WRITTEN EXERCISE: In the baseball player rundown, retype the part that opens with the words "7. Hanley Ramirez." and closes with "bonus: He DJs.".

# start of PASSAGE SHOWN

8. Andre Ethier. A fan fave, this Phoenix-bred player got his start in, yes, community college. And when he took his bat to Arizona State, coaches told him he didn't have what it takes. He's a true underdog's hero. As an outfielder he's making more than $13 million a year but will eventually be bumped up to $18 mil under his contract. Baller bonus points: He's married to a former Arizona State gymnast. And he's half-Mexican, like all good ballplayers (Ted Williams!) and/or journalists.
7. Hanley Ramirez. This Dominican shortstop should get a raise. He's playing in the NLCS despite a hairline fracture in his eighth rib. His annual take for this 2006 National League Rookie of the Year is about $15 million these days. He was a National League All Star in 2008 and came to the Dodgers only two summers ago. Baller bonus: He DJs.
6. Michael Young. This infielder is a five-time All Star and, more importantly, a Southern California boy who went to high school in the San Gabriel Valley and attended college at UC Santa Barbara. His take home is about $16 million a year with $15 million deferred under his contract. Extra credit: He's also half-Mexican. Orale.

# end of PASSAGE SHOWN
# start of RECORD EXTRACTS

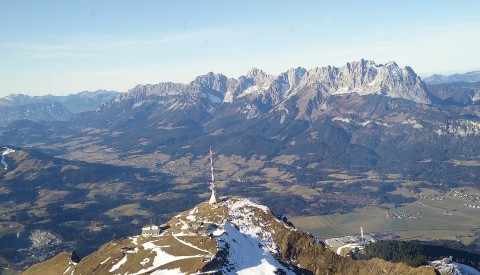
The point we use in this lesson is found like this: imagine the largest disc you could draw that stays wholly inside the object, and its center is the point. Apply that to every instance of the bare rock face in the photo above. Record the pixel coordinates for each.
(233, 236)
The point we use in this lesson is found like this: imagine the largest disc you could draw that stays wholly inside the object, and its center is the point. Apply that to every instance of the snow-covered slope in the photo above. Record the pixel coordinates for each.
(448, 267)
(236, 236)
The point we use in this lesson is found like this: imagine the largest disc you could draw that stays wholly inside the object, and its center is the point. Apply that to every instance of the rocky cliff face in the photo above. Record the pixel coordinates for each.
(235, 236)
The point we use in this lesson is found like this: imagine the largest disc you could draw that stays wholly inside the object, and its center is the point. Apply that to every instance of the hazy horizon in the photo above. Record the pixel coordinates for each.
(67, 47)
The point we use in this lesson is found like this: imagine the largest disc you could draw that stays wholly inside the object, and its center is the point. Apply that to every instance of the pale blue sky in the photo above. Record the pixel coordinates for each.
(68, 46)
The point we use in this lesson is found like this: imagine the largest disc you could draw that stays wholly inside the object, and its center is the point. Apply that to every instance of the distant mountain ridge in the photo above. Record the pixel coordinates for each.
(473, 76)
(298, 91)
(50, 108)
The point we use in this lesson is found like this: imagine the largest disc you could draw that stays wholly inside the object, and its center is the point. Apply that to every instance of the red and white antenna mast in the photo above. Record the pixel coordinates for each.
(213, 197)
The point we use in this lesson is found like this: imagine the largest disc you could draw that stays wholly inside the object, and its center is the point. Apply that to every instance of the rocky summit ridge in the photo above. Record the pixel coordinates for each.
(235, 236)
(259, 92)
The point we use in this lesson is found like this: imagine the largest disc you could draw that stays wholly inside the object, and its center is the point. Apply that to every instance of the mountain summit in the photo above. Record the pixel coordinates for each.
(235, 236)
(299, 90)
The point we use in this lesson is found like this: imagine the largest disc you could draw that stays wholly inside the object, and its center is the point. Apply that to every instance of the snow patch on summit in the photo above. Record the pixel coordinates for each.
(6, 152)
(246, 255)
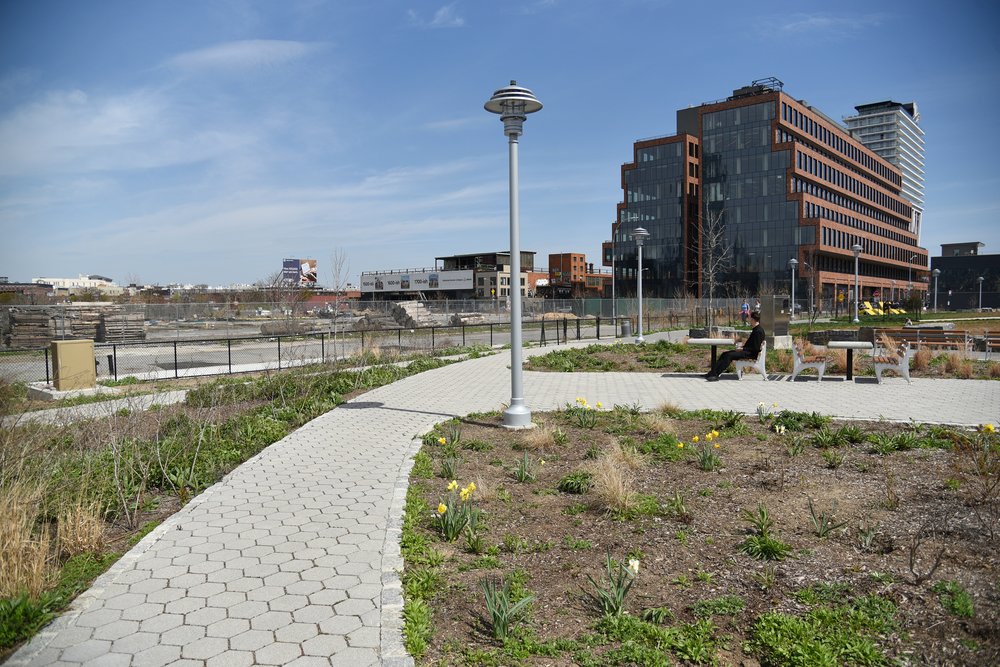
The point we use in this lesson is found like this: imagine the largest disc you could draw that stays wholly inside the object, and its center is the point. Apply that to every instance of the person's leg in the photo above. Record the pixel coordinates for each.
(723, 362)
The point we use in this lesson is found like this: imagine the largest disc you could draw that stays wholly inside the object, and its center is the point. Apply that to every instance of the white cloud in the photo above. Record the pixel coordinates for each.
(71, 131)
(826, 24)
(241, 55)
(444, 17)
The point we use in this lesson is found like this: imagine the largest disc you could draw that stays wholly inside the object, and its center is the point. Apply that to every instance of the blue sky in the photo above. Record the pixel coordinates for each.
(202, 141)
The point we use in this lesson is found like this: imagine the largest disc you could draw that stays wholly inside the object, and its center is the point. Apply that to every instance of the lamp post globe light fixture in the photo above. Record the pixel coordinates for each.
(935, 273)
(514, 103)
(792, 263)
(857, 293)
(640, 235)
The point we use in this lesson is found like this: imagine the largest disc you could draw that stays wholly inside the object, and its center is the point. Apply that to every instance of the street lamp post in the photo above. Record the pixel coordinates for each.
(935, 273)
(793, 263)
(640, 235)
(857, 293)
(514, 103)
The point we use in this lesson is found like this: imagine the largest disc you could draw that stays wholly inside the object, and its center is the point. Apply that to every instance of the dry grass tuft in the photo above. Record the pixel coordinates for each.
(626, 457)
(922, 359)
(613, 484)
(656, 424)
(541, 438)
(80, 530)
(24, 555)
(954, 362)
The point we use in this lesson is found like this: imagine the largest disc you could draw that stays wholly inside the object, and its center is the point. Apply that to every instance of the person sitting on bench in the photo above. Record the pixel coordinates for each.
(751, 349)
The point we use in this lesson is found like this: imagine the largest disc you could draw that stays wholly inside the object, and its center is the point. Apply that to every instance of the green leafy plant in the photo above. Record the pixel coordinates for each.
(610, 596)
(503, 609)
(524, 472)
(823, 523)
(954, 598)
(579, 481)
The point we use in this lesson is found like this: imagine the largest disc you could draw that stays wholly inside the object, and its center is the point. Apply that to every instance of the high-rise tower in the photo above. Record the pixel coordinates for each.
(892, 131)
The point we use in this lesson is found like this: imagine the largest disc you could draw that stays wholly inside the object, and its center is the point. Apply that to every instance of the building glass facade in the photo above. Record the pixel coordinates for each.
(752, 182)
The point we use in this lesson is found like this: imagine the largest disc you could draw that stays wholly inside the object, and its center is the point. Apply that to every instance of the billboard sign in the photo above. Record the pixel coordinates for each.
(301, 272)
(416, 281)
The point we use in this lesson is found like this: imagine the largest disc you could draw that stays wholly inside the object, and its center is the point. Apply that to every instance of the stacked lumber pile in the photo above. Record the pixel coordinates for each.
(26, 329)
(31, 328)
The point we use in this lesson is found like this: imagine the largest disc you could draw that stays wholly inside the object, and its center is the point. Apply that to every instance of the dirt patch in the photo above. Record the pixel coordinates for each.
(900, 512)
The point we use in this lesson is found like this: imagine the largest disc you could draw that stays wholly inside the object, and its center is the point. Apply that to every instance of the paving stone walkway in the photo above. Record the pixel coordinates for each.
(292, 558)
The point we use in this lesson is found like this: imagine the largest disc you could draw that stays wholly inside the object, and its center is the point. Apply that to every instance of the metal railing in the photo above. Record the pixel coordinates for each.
(219, 356)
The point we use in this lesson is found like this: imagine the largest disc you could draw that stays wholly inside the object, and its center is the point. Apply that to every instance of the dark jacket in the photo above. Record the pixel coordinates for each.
(754, 342)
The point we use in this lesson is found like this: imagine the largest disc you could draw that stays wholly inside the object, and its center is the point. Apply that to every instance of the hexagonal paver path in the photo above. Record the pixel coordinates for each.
(292, 559)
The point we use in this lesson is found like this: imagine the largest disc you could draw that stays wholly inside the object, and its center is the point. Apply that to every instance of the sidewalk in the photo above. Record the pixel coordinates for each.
(292, 559)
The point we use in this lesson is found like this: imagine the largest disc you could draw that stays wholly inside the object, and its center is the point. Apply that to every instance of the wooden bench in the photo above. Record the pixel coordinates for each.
(756, 364)
(897, 360)
(930, 338)
(803, 362)
(992, 343)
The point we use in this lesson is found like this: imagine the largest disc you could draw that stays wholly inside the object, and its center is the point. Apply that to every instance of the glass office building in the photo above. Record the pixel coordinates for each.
(751, 182)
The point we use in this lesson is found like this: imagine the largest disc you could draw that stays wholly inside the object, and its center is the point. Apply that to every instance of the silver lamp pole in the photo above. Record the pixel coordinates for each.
(793, 263)
(935, 273)
(909, 277)
(640, 235)
(514, 103)
(857, 293)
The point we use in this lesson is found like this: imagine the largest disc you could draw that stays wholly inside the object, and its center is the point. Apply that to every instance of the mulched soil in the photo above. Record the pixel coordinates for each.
(560, 538)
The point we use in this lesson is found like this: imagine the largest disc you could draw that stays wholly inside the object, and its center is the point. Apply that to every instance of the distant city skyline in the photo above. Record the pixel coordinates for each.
(240, 133)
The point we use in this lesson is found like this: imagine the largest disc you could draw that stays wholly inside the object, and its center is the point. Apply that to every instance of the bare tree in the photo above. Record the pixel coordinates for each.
(716, 254)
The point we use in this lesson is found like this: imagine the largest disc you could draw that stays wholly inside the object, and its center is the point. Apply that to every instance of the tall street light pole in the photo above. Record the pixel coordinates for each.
(514, 103)
(857, 293)
(935, 273)
(640, 235)
(793, 263)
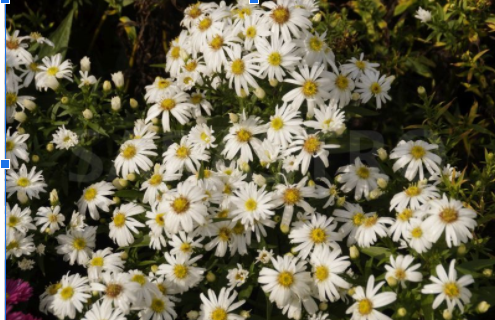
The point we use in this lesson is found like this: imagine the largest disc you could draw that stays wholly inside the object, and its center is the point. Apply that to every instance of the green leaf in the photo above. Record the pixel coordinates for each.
(60, 38)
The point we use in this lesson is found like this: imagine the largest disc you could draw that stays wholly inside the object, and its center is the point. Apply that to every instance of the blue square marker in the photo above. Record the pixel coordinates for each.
(5, 164)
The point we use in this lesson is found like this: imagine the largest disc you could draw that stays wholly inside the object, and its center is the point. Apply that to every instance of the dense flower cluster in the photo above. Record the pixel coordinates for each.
(223, 191)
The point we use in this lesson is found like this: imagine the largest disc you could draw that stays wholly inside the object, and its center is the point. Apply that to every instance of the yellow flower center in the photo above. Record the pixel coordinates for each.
(321, 273)
(417, 233)
(23, 182)
(365, 307)
(79, 244)
(277, 123)
(405, 215)
(275, 59)
(181, 271)
(375, 88)
(363, 172)
(129, 152)
(243, 135)
(309, 88)
(119, 220)
(67, 293)
(182, 152)
(11, 99)
(449, 215)
(451, 290)
(219, 314)
(418, 152)
(237, 67)
(205, 24)
(113, 290)
(312, 145)
(285, 279)
(216, 43)
(13, 221)
(292, 196)
(342, 82)
(90, 194)
(97, 262)
(52, 71)
(315, 44)
(318, 235)
(280, 15)
(251, 32)
(139, 278)
(251, 204)
(167, 104)
(224, 234)
(180, 205)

# end of RECORD EXTRACTS

SOLUTION TO THIS PROBLEM:
7. Hanley Ramirez. This Dominican shortstop should get a raise. He's playing in the NLCS despite a hairline fracture in his eighth rib. His annual take for this 2006 National League Rookie of the Year is about $15 million these days. He was a National League All Star in 2008 and came to the Dodgers only two summers ago. Baller bonus: He DJs.